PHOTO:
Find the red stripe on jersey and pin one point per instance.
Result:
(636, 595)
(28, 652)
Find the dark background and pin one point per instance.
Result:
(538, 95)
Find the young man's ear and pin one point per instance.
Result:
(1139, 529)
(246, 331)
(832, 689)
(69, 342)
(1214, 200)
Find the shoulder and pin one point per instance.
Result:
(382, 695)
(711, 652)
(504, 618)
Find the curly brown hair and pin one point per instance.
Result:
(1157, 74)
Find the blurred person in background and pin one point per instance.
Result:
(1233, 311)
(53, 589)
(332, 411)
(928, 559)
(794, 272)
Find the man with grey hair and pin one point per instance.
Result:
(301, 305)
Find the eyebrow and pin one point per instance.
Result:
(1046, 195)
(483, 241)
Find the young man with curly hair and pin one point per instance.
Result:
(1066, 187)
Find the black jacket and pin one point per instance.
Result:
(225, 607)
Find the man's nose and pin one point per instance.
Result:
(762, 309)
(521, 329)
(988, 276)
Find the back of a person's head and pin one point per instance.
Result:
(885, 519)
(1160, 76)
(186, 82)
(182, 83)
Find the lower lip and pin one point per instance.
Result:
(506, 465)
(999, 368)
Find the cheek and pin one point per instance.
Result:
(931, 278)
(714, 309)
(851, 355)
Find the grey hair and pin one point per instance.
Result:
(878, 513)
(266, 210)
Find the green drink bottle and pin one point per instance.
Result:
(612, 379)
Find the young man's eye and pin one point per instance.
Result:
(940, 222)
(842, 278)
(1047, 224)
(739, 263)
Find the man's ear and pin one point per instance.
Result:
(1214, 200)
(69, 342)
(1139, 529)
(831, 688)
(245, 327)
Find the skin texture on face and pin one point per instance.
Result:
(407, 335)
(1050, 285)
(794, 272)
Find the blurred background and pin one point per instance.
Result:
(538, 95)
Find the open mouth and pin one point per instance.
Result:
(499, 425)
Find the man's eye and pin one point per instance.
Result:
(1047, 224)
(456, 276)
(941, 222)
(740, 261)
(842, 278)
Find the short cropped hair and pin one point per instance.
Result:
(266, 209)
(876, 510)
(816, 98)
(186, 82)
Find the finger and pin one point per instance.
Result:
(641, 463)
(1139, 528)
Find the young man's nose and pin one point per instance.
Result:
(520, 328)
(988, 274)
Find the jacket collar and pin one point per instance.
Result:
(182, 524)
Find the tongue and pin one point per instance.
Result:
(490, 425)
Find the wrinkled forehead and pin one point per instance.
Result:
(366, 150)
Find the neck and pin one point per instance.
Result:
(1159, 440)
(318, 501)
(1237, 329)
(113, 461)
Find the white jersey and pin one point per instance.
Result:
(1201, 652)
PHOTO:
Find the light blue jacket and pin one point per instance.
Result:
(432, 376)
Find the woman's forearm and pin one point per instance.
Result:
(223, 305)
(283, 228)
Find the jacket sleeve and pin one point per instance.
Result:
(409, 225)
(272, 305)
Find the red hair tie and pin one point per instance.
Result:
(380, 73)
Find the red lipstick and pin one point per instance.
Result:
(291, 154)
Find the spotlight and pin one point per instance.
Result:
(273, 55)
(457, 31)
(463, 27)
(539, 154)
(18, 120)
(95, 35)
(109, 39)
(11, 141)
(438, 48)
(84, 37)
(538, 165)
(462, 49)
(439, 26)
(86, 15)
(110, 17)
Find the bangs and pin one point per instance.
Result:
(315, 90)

● ● ● ● ●

Action item: Reproduce every entry exactly, with nothing added or dropped.

Exercise result:
PHOTO:
Find the red stripe on jersey and pin one point per instance.
Result:
(636, 595)
(28, 652)
Find the dark background and pin one point per instance.
Result:
(538, 95)
Find the young man's ear and pin one point per instance.
Result:
(1139, 529)
(246, 331)
(832, 689)
(69, 342)
(1214, 200)
Find the shoulder and pin one point per instance.
Result:
(382, 695)
(711, 652)
(504, 618)
Find the curly brown hair and pin one point per instance.
Result:
(1157, 74)
Find the blurred person in background and pin one point per instance.
Result:
(1233, 311)
(53, 589)
(332, 411)
(928, 559)
(794, 272)
Find the man with grey hair and pin one point per instance.
Result:
(301, 305)
Find the eyebrow and pin one point per instance.
Result:
(1046, 195)
(483, 241)
Find the young man with curly hair and pin one point per instance.
Result:
(1066, 187)
Find the black jacket and pin one point per instance.
Result:
(225, 607)
Find the man's nose and pin one point per instance.
Result:
(762, 309)
(521, 329)
(988, 276)
Find the back of a person's head and pin one point per instance.
Result:
(885, 519)
(1160, 76)
(186, 82)
(182, 83)
Find the lower lip and pin one point per instance.
Result:
(506, 465)
(999, 368)
Find the cheek and pin one point per instance.
Result:
(931, 278)
(714, 309)
(851, 355)
Find the grey hair and pin one point per instance.
Result:
(878, 513)
(266, 210)
Find the green drink bottle and pin one point per instance.
Result:
(612, 379)
Find the young man's eye and pin one point per instance.
Result:
(940, 222)
(842, 278)
(1047, 224)
(739, 263)
Find the man's ear and pin one point per instance.
Result:
(1214, 200)
(69, 342)
(1139, 529)
(831, 688)
(245, 327)
Find the skin texture on face and pin one point per instance.
Result:
(407, 335)
(1050, 285)
(794, 272)
Find the blurred background and pin one point per instance.
Result:
(538, 95)
Find the open mouth and pin one point per instance.
Result:
(499, 425)
Find the man's eye and pin one point per instance.
Result:
(1047, 224)
(456, 276)
(941, 222)
(740, 261)
(842, 278)
Find the short cropped hair and pin one point per instance.
Result:
(266, 209)
(876, 510)
(816, 98)
(186, 82)
Find the finger and pin one point per instance.
Result:
(641, 463)
(1139, 528)
Find the young man's nose and pin one point per instance.
Result:
(520, 328)
(988, 274)
Find the jacket collar and pin one point per instance.
Result:
(182, 524)
Find the tongue and pin one point per instance.
Result:
(490, 425)
Find the wrinkled forehead and pin one point per instance.
Result:
(366, 150)
Find the neck and pin one point per instance.
Result:
(1159, 440)
(318, 501)
(1237, 329)
(113, 461)
Find the white jersey and pin one point per instance.
Result:
(1201, 652)
PHOTO:
Find the light blue jacket and pin one point per instance.
Result:
(432, 376)
Find the woman's forearm and pin one point per instance.
Result:
(223, 305)
(283, 228)
Find the jacket sleeve and pin one point per instance.
Result:
(409, 225)
(272, 305)
Find the red hair tie and pin one point per instance.
Result:
(380, 73)
Find the red lipstick and pin one point per instance.
Result:
(291, 154)
Find the spotlight and pin one point per instance.
Result:
(273, 55)
(457, 31)
(463, 27)
(539, 154)
(18, 120)
(95, 35)
(109, 39)
(11, 141)
(438, 48)
(84, 37)
(538, 165)
(462, 49)
(439, 26)
(86, 15)
(110, 17)
Find the bangs and pin one point per instance.
Result:
(315, 90)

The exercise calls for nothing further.